> _WHAT YOU HAVE TO DO_
Reproduce the entries below with "layout as this sample" changed to "format matching this sample" wherever it occurs, keeping every other line the same and leaving out the pictures.

# # #

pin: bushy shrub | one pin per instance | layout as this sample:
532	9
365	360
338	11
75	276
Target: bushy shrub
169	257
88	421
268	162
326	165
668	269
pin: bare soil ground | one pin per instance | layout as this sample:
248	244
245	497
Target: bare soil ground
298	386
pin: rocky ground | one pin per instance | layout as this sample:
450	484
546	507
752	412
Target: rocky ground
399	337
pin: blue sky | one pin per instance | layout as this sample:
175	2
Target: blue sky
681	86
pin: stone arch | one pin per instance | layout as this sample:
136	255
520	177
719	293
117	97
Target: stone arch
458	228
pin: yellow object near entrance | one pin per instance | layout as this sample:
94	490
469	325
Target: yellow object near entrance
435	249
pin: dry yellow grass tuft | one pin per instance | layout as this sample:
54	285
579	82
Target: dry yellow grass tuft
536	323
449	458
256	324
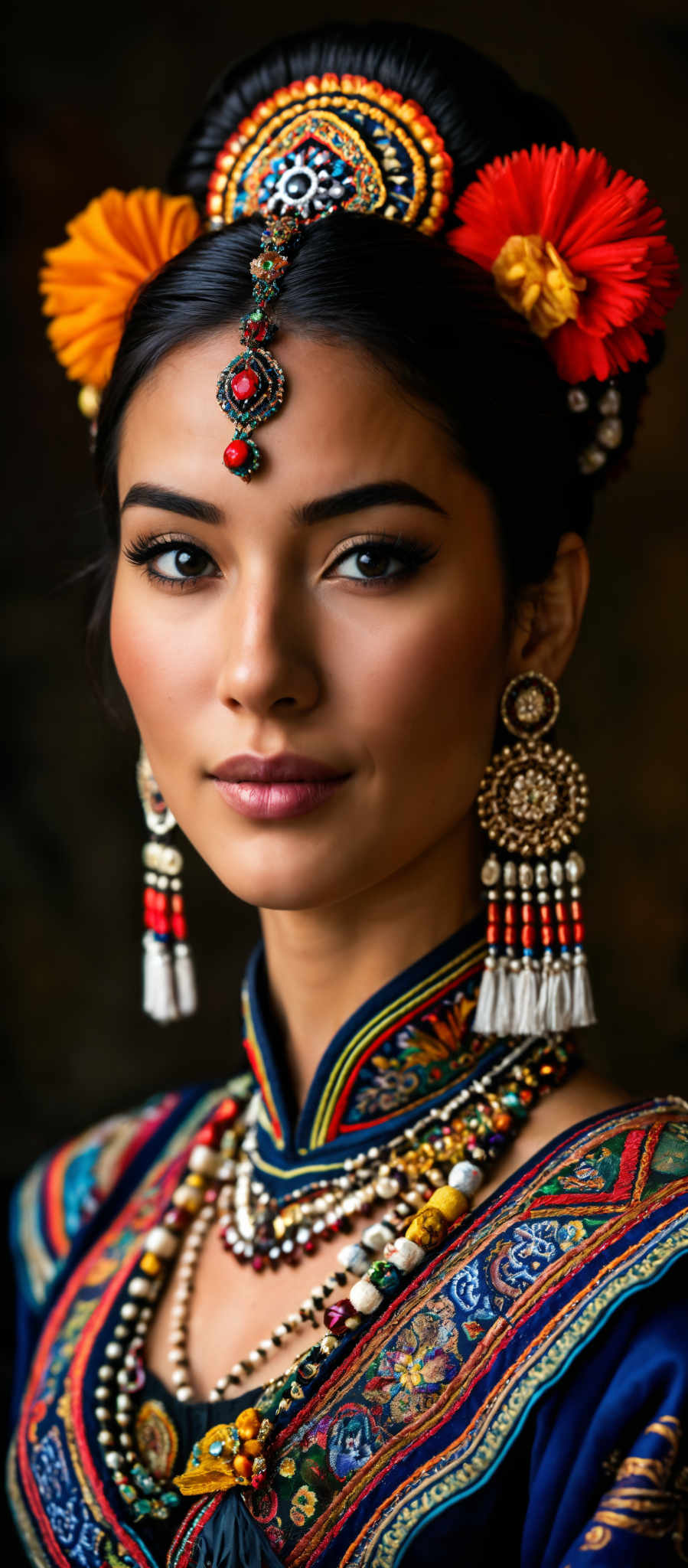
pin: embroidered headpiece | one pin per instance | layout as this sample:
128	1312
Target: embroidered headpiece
577	250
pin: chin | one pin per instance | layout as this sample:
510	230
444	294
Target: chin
289	884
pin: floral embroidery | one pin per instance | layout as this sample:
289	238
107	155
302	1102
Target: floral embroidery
303	1506
416	1364
155	1439
422	1059
64	1506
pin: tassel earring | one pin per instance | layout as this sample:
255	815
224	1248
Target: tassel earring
168	972
532	803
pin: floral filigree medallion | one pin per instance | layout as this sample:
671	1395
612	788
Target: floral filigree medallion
533	799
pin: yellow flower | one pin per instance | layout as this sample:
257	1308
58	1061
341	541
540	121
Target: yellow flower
90	281
303	1506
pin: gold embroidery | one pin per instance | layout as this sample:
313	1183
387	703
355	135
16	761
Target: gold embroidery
649	1496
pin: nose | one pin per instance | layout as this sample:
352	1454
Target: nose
269	655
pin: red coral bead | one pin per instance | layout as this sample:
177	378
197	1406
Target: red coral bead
227	1111
237	453
245	383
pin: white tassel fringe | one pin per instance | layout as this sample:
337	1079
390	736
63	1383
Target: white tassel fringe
184	978
158	999
484	1011
583	1008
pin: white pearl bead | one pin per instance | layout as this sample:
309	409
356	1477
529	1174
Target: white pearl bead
161	1243
204	1161
354	1258
466	1178
377	1236
139	1286
403	1253
364	1297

# # #

> _SOLUTION TO THE EXERCISE_
pin: bushy shrub | one pin per instance | format matching this sample:
532	9
365	360
338	11
75	276
Target: bushy shrub
169	257
88	421
268	162
326	165
668	269
pin: bare soil ground | one pin per instance | format matching this sample:
248	244
245	497
Target: bare soil ground
298	386
pin: rocky ground | one pin per instance | format matching this sample:
450	484
546	507
752	412
Target: rocky ground
399	337
pin: blue sky | one pin per instance | format matching this sample:
175	2
Target: blue sky
681	86
pin: stone arch | one pin per instance | format matching this sample:
136	255
520	177
719	293
117	97
Target: stone arch
458	228
pin: yellow object near entrance | one pin per instance | format matching this sample:
94	490
469	325
Target: yellow object near entrance
435	249
pin: dry yellow grass tuft | one pin per instance | format matching this sample:
54	285
579	82
Target: dry yellow grass tuft
536	323
449	458
256	324
pin: embroidered headpiece | one pin per instance | format matching this sample:
128	1312
Target: embroidered headpiece
577	250
pin: chin | one pin per instance | format matching this sample:
510	230
444	294
Target: chin
289	884
pin: floral embroidery | one pin per instance | format matching this sample:
289	238
107	155
302	1102
Target: floral embroidery
303	1506
416	1364
155	1439
422	1059
64	1506
pin: tassel earring | one pin per instance | format matching this sample:
255	815
224	1248
Target: tassel earring
168	972
532	803
pin: floral filigree medallion | one pin per instance | format matching this sample:
671	1395
612	788
Target: floral filigree medallion
533	799
pin: yellow flower | one pin per instance | format matching this sample:
257	1308
58	1061
341	541
540	121
Target: yellow flower
90	281
303	1506
pin: gold embroidery | one pin per instance | format matching this sample:
313	1183
387	703
355	135
16	761
Target: gold embroidery
649	1496
pin: nose | one pin per instance | format matching this sample:
352	1454
Target: nose
269	655
pin: red coral bead | one pin per instance | format matching this sample:
177	378
197	1406
Target: red coral bead
227	1111
237	453
245	383
pin: white tassel fringe | one pin per instance | format matching this sample:
337	1079
390	736
63	1383
Target: white tassel fringe
184	978
158	999
484	1011
583	1008
pin: white pearl bead | one pin per instance | format matching this sample:
309	409
356	1477
529	1174
Target: white pearl bead
161	1243
204	1161
354	1258
466	1178
377	1236
139	1286
403	1253
364	1297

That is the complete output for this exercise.